> WHAT IS ASKED:
Copy the following lines word for word, keeping every line.

> WORKING DATA:

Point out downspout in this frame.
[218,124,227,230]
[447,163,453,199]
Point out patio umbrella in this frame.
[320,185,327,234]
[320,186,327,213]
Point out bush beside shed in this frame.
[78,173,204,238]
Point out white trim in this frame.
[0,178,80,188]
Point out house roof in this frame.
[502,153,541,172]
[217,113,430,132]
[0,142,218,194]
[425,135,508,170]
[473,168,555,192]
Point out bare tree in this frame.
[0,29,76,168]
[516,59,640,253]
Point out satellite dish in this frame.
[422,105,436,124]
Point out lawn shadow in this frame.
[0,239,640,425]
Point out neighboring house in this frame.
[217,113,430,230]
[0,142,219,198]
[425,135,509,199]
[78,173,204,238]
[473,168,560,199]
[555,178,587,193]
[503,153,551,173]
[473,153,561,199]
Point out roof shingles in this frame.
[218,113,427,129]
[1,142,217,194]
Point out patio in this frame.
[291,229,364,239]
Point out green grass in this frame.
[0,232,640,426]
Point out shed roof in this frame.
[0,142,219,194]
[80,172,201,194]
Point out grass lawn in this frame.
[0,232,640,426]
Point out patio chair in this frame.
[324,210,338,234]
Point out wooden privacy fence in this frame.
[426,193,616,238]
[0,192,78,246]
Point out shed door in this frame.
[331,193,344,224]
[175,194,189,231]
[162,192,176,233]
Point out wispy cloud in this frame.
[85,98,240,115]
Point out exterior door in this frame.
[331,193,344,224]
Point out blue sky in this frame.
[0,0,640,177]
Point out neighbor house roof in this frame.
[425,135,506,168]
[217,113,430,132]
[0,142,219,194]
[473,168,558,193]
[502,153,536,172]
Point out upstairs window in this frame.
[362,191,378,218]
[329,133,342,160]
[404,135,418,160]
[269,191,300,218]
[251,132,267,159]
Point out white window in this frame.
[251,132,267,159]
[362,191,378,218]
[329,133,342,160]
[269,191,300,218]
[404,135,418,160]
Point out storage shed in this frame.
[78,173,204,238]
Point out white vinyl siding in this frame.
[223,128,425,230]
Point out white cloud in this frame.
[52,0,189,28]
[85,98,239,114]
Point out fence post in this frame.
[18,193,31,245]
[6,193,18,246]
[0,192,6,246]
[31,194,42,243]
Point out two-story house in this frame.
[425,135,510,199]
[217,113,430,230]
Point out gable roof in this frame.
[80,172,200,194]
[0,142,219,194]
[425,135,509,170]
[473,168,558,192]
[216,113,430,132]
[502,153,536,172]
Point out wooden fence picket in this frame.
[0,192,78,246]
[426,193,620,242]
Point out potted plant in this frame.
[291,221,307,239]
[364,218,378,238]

> WRITTEN SOLUTION:
Point out downspout in this frame.
[218,124,227,230]
[447,163,453,199]
Point out patio umbrella in this frame.
[320,185,327,234]
[320,186,327,213]
Point out bush beside shed in this frame.
[78,173,204,238]
Point out white trim in this frame.
[0,178,80,188]
Point out house roof in this frame.
[502,153,541,172]
[217,113,430,132]
[0,142,218,194]
[425,135,508,170]
[473,168,555,192]
Point out bare tree in this frame.
[0,29,76,168]
[516,59,640,253]
Point out satellite dish in this frame.
[422,105,436,124]
Point out lawn shadow in this frame.
[0,239,640,425]
Point out neighboring house in this frame.
[217,113,430,230]
[0,142,219,198]
[425,135,509,199]
[78,173,204,238]
[473,168,560,199]
[555,178,587,193]
[503,153,551,173]
[473,153,561,199]
Point out roof shingles in this frame.
[218,113,427,129]
[1,142,217,194]
Point out patio in this frame.
[291,229,364,239]
Point out green grass in this frame.
[0,232,640,426]
Point out shed roof in this frame.
[0,142,219,194]
[80,172,201,194]
Point out grass lawn in this frame.
[0,232,640,426]
Point out patio chair in this frame.
[324,210,338,234]
Point out wooden privacy fence in this frame.
[426,193,616,238]
[0,192,78,246]
Point out shed door in this frame.
[331,193,344,224]
[175,194,189,231]
[162,192,176,233]
Point out wispy cloud in this frame.
[85,98,240,115]
Point out exterior door in this frame.
[331,193,344,224]
Point out blue sky in this frame.
[0,0,640,177]
Point out neighbor house roof in this frame.
[425,135,506,168]
[217,113,430,132]
[0,142,219,194]
[473,168,558,193]
[502,153,536,172]
Point out upstairs window in this frame.
[362,191,378,218]
[329,133,342,160]
[404,135,418,160]
[269,191,300,218]
[251,132,267,159]
Point out white window in this frame.
[251,132,267,159]
[362,191,378,218]
[329,133,342,160]
[269,191,300,218]
[404,135,418,160]
Point out storage shed in this frame.
[78,173,204,238]
Point out white vinyl siding in this frame.
[223,128,425,230]
Point out white cloud in this frame.
[52,0,189,28]
[85,98,239,114]
Point out fence post in this frame.
[18,193,31,245]
[6,193,18,246]
[0,192,6,246]
[31,194,42,243]
Point out two-story house in this frame.
[425,135,510,199]
[217,113,430,230]
Point out gable roof in this frame.
[80,172,200,194]
[0,142,219,194]
[425,135,509,170]
[473,168,558,192]
[216,113,430,132]
[502,153,536,172]
Point out wooden fence picket in this frame.
[0,192,78,246]
[426,193,620,242]
Point out potted plant in this frame.
[291,221,307,239]
[364,218,378,238]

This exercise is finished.